GOAL OF THE EXERCISE:
Write out the part of the soil-grading thread from "I've performed many" to "general site conditions?", word for word.

TEXT PROVIDED:
--- START ---
# Grading Soil during Chicago WInter



## Bondo (Dec 8, 2007)

Ayuh,... About the Only way you do it is with Imported, Not Frozen, topdirt....

It appears that the local material is Frozen,... You'd have to Bust it up to regrade what's there....
If you can find a supply of topdirt, it looks like a yard or 2 would do what you need to do.....


----------



## Scuba_Dave (Jan 16, 2009)

It looks like you have concrete above that dirt area
You need to maintain 8" min between dirt & wood, I like to keep about 12". I'd just build it up with topsoil, depending upon how much you need you could get a small delivery or buy bags at HD/Lowes


----------



## gma2rjc (Nov 21, 2008)

If your basement is leaking, it could be a bigger issue than just the grade of the soil.


----------



## Scuba_Dave (Jan 16, 2009)

My side yard was about the same
I regraded & extended the downspouts - also used cement to extend the water going further from the house
With these improvements the little bit of water that came in during heavy storms stopped

I also had a back patio that was sloped wrong & water would come towards the house. I built a sunroom on the patio. Check the slopes/drainage every where along the perimeter. I also dig & buried a drain pipe to take water from the downspouts on one side of the house 20'+ away


----------



## Michael Thomas (Jan 27, 2008)

Looks like you've got a walkway a few feet from the foundation wall, in which case it may be very difficult to improve drainage away from the foundation by altering grade. 

I've performed many inspections at homes in the Chicago area where walkways and/or closely adjacent buildings on adjacent lots made significant improvements of grading difficult or impossible. Frequently it's impractical under such conditions to achieve anything like optimum grade away from the house, however the majority of cases it's possible to produce significant and sometimes even dramatic improvements in water intrusion into basements by improving water removal with properly sized and located gutters, downspouts,and leaders discharging at improve locations - which as it happens is usually much less expensive than regrading or basement "waterproofing" options.

Can you post a few more pictures, one for each side of the house, to give us an clearer idea general site conditions?

---------

Home Inspection: "A business with illogically high liability, slim profit margins and limited economies of scale. An incredibly diverse, multi-disciplined consulting service, delivered under difficult in-field circumstances, before a hostile audience in an impossibly short time frame, requiring the production of an extraordinarily detailed technical report, almost instantly, without benefit of research facilities or resources." - Alan Carson


----------



## handy man88 (Jan 23, 2007)

Scuba_Dave said:


> My side yard was about the same
> I regraded & extended the downspouts - also used cement to extend the water going further from the house
> With these improvements the little bit of water that came in during heavy storms stopped
> 
> I also had a back patio that was sloped wrong & water would come towards the house. I built a sunroom on the patio. Check the slopes/drainage every where along the perimeter. I also dig & buried a drain pipe to take water from the downspouts on one side of the house 20'+ away


Did you put screens on the gutter downspouts to prevent leaves from going down the gutter drain and possibly getting trapped in the buried drain pipe?


----------
--- END ---
DATA SEGMENT:
--- START ---
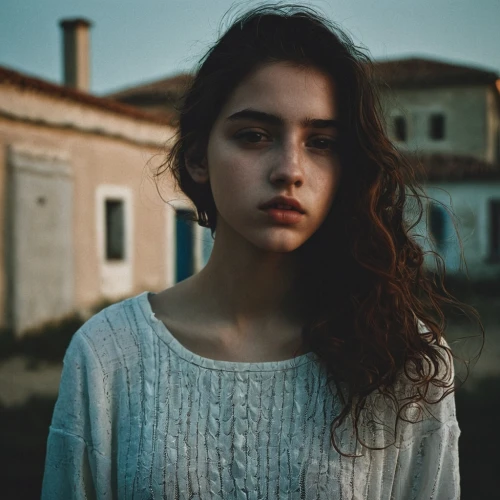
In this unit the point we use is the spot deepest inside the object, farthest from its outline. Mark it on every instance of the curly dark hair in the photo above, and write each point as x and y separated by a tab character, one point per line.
374	310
--- END ---
WORKED SOLUTION:
I've performed many inspections at homes in the Chicago area where walkways and/or closely adjacent buildings on adjacent lots made significant improvements of grading difficult or impossible. Frequently it's impractical under such conditions to achieve anything like optimum grade away from the house, however the majority of cases it's possible to produce significant and sometimes even dramatic improvements in water intrusion into basements by improving water removal with properly sized and located gutters, downspouts,and leaders discharging at improve locations - which as it happens is usually much less expensive than regrading or basement "waterproofing" options.

Can you post a few more pictures, one for each side of the house, to give us an clearer idea general site conditions?